* _Problem details_
Write out the entire listing below exactly, with the pictures left out.
start
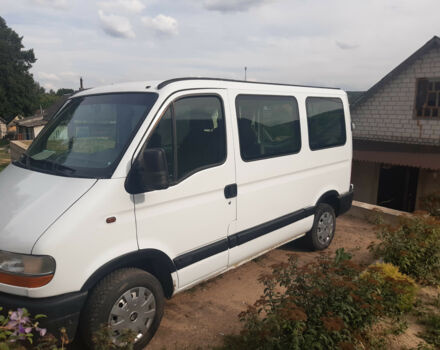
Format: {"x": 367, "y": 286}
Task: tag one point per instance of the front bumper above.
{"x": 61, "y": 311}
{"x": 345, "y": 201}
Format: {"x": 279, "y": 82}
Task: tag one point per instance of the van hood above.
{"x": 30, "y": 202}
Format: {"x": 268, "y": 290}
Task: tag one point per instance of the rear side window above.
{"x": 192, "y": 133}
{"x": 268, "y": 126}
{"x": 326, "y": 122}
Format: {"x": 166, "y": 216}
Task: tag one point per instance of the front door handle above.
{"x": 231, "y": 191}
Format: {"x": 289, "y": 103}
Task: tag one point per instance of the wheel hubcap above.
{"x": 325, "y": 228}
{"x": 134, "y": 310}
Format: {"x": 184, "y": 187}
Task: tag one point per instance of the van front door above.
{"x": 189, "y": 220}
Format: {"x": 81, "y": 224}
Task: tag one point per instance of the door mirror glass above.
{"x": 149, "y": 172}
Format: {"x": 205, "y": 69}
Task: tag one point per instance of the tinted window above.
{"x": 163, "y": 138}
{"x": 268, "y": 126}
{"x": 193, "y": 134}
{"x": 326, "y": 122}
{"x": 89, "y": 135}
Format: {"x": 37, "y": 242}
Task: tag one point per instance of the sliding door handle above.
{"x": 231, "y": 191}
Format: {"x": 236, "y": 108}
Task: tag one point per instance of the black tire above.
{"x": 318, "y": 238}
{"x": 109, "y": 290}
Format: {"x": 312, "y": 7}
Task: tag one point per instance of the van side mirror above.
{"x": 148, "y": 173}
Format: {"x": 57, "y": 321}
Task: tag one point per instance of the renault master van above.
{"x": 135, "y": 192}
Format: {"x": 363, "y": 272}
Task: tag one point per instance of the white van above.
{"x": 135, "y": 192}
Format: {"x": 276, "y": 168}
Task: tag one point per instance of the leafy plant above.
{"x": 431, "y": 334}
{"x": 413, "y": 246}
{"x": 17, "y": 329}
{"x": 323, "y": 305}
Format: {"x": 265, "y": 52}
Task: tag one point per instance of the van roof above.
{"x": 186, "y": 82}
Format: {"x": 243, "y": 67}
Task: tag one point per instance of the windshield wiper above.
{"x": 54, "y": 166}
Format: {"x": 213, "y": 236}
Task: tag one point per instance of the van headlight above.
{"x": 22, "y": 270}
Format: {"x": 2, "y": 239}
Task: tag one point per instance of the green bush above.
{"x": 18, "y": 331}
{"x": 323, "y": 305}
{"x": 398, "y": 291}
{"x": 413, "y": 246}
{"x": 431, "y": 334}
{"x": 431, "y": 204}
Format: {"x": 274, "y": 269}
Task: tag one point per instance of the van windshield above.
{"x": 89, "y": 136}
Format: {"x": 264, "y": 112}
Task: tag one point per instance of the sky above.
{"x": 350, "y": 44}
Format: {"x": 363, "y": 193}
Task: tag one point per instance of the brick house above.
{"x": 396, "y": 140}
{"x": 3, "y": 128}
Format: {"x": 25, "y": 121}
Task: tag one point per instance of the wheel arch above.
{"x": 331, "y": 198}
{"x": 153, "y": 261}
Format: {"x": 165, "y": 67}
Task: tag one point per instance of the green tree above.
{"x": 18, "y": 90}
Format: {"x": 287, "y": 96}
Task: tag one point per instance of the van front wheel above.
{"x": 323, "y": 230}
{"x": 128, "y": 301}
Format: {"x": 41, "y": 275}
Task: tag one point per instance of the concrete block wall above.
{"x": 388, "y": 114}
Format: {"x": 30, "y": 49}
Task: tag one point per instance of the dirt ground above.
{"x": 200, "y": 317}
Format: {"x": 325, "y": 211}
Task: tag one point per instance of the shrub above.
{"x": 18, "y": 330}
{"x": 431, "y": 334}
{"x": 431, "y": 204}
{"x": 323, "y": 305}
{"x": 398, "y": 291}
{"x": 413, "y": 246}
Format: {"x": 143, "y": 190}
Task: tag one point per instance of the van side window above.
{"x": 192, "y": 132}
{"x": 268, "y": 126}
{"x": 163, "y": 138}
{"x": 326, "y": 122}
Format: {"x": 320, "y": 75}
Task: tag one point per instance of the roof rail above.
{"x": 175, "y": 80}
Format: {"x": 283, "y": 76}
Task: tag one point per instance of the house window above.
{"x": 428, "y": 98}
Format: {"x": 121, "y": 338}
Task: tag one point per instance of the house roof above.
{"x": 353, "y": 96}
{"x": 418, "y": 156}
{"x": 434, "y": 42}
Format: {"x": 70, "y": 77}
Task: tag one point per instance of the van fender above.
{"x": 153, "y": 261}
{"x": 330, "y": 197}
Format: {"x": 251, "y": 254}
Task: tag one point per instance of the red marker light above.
end
* _Response to this exercise_
Format: {"x": 367, "y": 286}
Task: tag one point per instance of the front bumper above.
{"x": 61, "y": 311}
{"x": 345, "y": 201}
Format: {"x": 279, "y": 82}
Task: tag one point per instance of the van hood above.
{"x": 30, "y": 202}
Format: {"x": 268, "y": 290}
Task: tag one point per instance of the rear side window above.
{"x": 192, "y": 133}
{"x": 268, "y": 126}
{"x": 326, "y": 122}
Format: {"x": 166, "y": 216}
Task: tag one point per instance of the front door handle above.
{"x": 231, "y": 191}
Format: {"x": 289, "y": 103}
Task: tag one point per instance of the wheel hubcap above.
{"x": 325, "y": 228}
{"x": 134, "y": 310}
Format: {"x": 184, "y": 187}
Task: tag one point per instance of the van front door above.
{"x": 189, "y": 220}
Format: {"x": 81, "y": 224}
Task: tag one point per instance of the door mirror glass above.
{"x": 149, "y": 172}
Format: {"x": 205, "y": 69}
Task: tag one point per instance of the tinted window above.
{"x": 163, "y": 138}
{"x": 268, "y": 126}
{"x": 193, "y": 134}
{"x": 326, "y": 122}
{"x": 89, "y": 135}
Format: {"x": 37, "y": 242}
Task: tag one point per instance of the sliding door handle above.
{"x": 231, "y": 191}
Format: {"x": 236, "y": 108}
Task: tag one point per instance of the black tire above.
{"x": 318, "y": 238}
{"x": 109, "y": 290}
Format: {"x": 312, "y": 7}
Task: tag one point per instance of the van side mirror above.
{"x": 148, "y": 173}
Format: {"x": 57, "y": 321}
Task: tag one point per instance of the renault master van above.
{"x": 135, "y": 192}
Format: {"x": 363, "y": 272}
Task: tag one point per instance of the white van above.
{"x": 135, "y": 192}
Format: {"x": 276, "y": 168}
Task: tag one point per instance of the leafy plant above.
{"x": 431, "y": 334}
{"x": 413, "y": 246}
{"x": 17, "y": 329}
{"x": 323, "y": 305}
Format: {"x": 265, "y": 52}
Task: tag one point per instance of the van roof above.
{"x": 186, "y": 82}
Format: {"x": 243, "y": 67}
Task: tag one point per instance of the windshield wiper above.
{"x": 54, "y": 166}
Format: {"x": 213, "y": 236}
Task: tag one point per instance of the van headlight above.
{"x": 22, "y": 270}
Format: {"x": 2, "y": 239}
Task: tag one point per instance of the green bush above.
{"x": 18, "y": 331}
{"x": 323, "y": 305}
{"x": 398, "y": 291}
{"x": 413, "y": 246}
{"x": 431, "y": 334}
{"x": 431, "y": 204}
Format: {"x": 274, "y": 269}
Task: tag one point per instance of the van windshield above.
{"x": 89, "y": 136}
Format: {"x": 264, "y": 112}
Task: tag one point per instance of the sky above.
{"x": 350, "y": 44}
Format: {"x": 363, "y": 193}
Task: tag one point per instance of the brick house above.
{"x": 396, "y": 140}
{"x": 3, "y": 128}
Format: {"x": 25, "y": 121}
Task: tag one point per instance of the wheel arch above.
{"x": 331, "y": 198}
{"x": 153, "y": 261}
Format: {"x": 165, "y": 67}
Task: tag one point per instance of the green tree above.
{"x": 18, "y": 90}
Format: {"x": 287, "y": 96}
Task: tag one point per instance of the van front wheel above.
{"x": 323, "y": 230}
{"x": 128, "y": 301}
Format: {"x": 41, "y": 275}
Task: tag one point per instance of the concrete block wall above.
{"x": 388, "y": 114}
Format: {"x": 30, "y": 49}
Task: tag one point per instance of the dirt ground above.
{"x": 200, "y": 317}
Format: {"x": 325, "y": 211}
Task: tag one point per instance of the shrub above.
{"x": 18, "y": 330}
{"x": 431, "y": 334}
{"x": 431, "y": 204}
{"x": 323, "y": 305}
{"x": 398, "y": 291}
{"x": 413, "y": 246}
Format: {"x": 143, "y": 190}
Task: tag one point per instance of the van side window above.
{"x": 192, "y": 132}
{"x": 268, "y": 126}
{"x": 163, "y": 138}
{"x": 326, "y": 122}
Format: {"x": 320, "y": 75}
Task: tag one point per instance of the roof rail above.
{"x": 175, "y": 80}
Format: {"x": 283, "y": 76}
Task: tag one point per instance of the house window above.
{"x": 428, "y": 98}
Format: {"x": 121, "y": 338}
Task: tag one point per instance of the house roof above.
{"x": 353, "y": 96}
{"x": 418, "y": 156}
{"x": 434, "y": 42}
Format: {"x": 70, "y": 77}
Task: tag one point per instance of the van fender above.
{"x": 153, "y": 261}
{"x": 330, "y": 197}
Format: {"x": 251, "y": 254}
Task: tag one point per instance of the red marker light above.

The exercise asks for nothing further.